Reproduce what is written in the records below exactly, and leave out the images.

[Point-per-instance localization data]
· · · ·

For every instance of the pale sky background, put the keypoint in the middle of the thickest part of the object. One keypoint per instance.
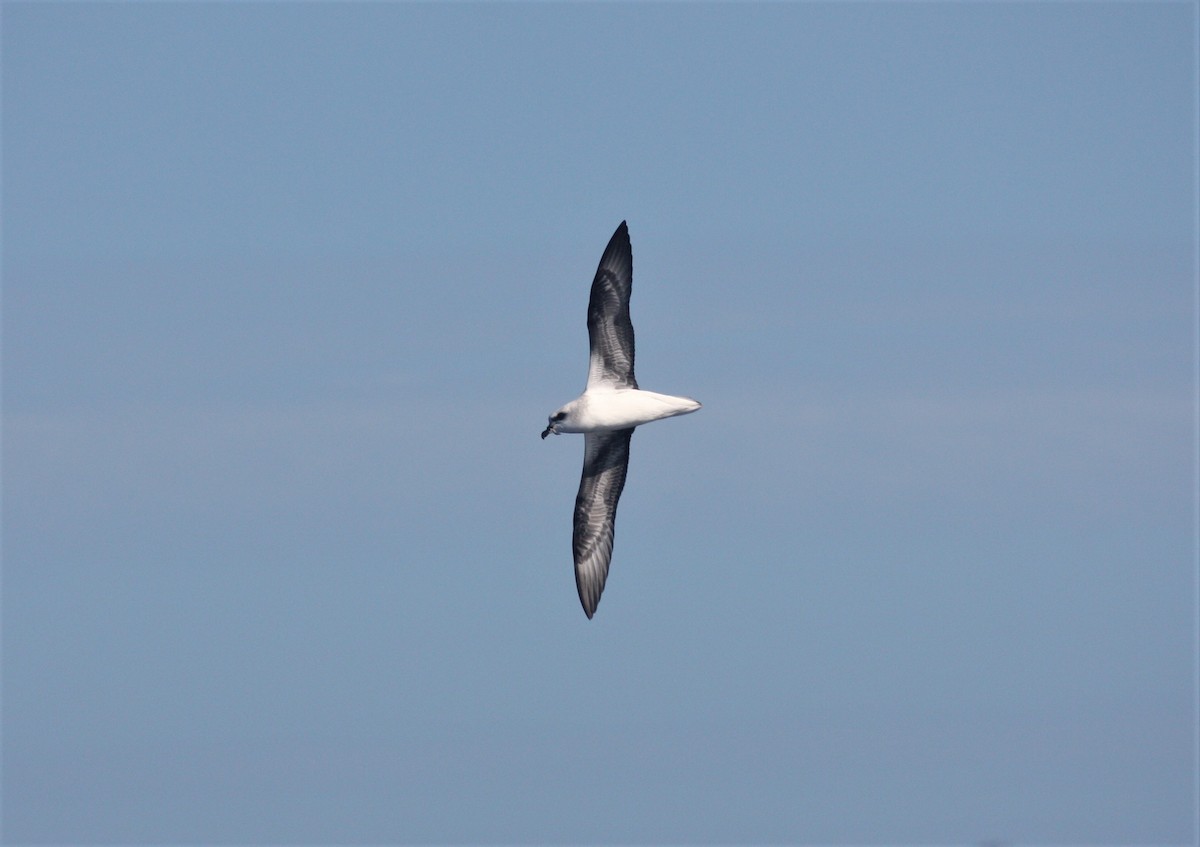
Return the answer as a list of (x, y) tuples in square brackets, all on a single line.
[(291, 288)]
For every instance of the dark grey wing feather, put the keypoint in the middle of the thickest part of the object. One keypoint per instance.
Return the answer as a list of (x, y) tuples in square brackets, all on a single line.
[(610, 330), (605, 462)]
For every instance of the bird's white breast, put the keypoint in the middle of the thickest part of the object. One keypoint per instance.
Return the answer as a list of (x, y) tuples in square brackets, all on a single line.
[(622, 408)]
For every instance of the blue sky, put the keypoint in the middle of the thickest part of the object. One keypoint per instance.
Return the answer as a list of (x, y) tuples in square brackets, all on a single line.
[(291, 288)]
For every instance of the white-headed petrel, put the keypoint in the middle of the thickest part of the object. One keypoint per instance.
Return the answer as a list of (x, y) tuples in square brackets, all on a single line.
[(606, 413)]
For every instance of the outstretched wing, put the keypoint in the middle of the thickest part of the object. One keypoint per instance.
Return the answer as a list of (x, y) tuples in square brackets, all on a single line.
[(605, 462), (610, 330)]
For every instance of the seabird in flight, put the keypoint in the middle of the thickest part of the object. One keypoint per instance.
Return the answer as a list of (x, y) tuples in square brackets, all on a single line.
[(606, 413)]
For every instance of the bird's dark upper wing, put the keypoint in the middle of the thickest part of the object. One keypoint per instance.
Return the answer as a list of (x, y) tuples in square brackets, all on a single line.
[(605, 462), (610, 330)]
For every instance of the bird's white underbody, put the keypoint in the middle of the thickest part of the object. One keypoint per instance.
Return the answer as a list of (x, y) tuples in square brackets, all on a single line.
[(606, 413)]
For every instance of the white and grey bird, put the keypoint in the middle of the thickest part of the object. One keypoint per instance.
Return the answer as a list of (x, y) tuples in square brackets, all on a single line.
[(606, 413)]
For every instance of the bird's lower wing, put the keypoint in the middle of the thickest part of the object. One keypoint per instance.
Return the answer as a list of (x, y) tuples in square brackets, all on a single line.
[(605, 462)]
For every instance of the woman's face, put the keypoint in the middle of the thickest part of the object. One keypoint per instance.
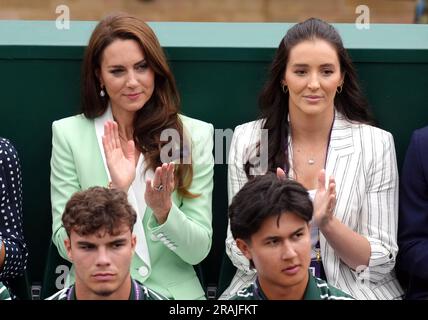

· · · ·

» Task solution
For every instance of the pale sky background, put the keypoint in the middle of the thickest part of the object. One keypoint per instance.
Return the answer as a list of (x, y) tuples in square brackets, all on a single line.
[(291, 288)]
For every instance of the dark grey wing feather, put the keypoint in the middle of the thickest part of the object. One keypoint per instance.
Return the answer as a list of (x, y) tuples in square brackets, all on a single line.
[(610, 330), (605, 462)]
For every instance of the bird's white breast, put the keypoint in the middle of the thickest part of the object. One keypoint per instance.
Return the answer as a list of (x, y) tuples in square brackets, all on a single line.
[(622, 408)]
For every instance of the blue sky, put the keypoint in the middle of the thickest part of the object. One keypoint per instance.
Return the answer as a list of (x, y) tuples in square brackets, all on a single line.
[(291, 288)]
For every instance of the white-headed petrel, put the keypoint in the middle of the thickest part of the object. One keypoint per instance.
Return the answer as a list of (x, y) tuples in square brackets, all on a single line.
[(606, 413)]
For every instance of the outstretched wing, put the keypoint in the middle of the thickest part of the object. One keypoint per instance.
Return the answer as a list of (x, y) tuples in square brackets, all on a single line.
[(605, 462), (610, 330)]
For every instance of the seabird in flight, put the keypoint in the middle of the thickest part of the object. One keypoint per instance.
Return the answer as a list of (x, y) tuples in square brackets, all on a single line.
[(606, 413)]
For every instance of the bird's dark upper wing, put the keypoint in the middle of the thickest part of the object. One keypoint per instance.
Return the answer as a list of (x, y) tuples in square brackets, all on a single line.
[(605, 462), (610, 330)]
For every instance of the bird's white underbody, put the keypoint in the middle of the thickest part of the object. One keypoint per instance.
Return the answer as a list of (x, y) tuples in square brackets, all on a single line.
[(606, 413)]
For every instance of the white and grey bird, put the keypoint in the middle of the thickest part of the object. One keypoint per instance.
Return the answer as a list of (x, y) tuples in square brackets, all on a single line.
[(606, 413)]
For every instance of the bird's lower wing, put the keypoint in the middle of the thickest part of the object. One keypoint per instance.
Return the answer as a list of (x, y) tuples in square brackets, all on a single line.
[(605, 462)]
For every instance of the woman's face, put the keypoint in the middle of the thickest part of the object. One keypoint per instance.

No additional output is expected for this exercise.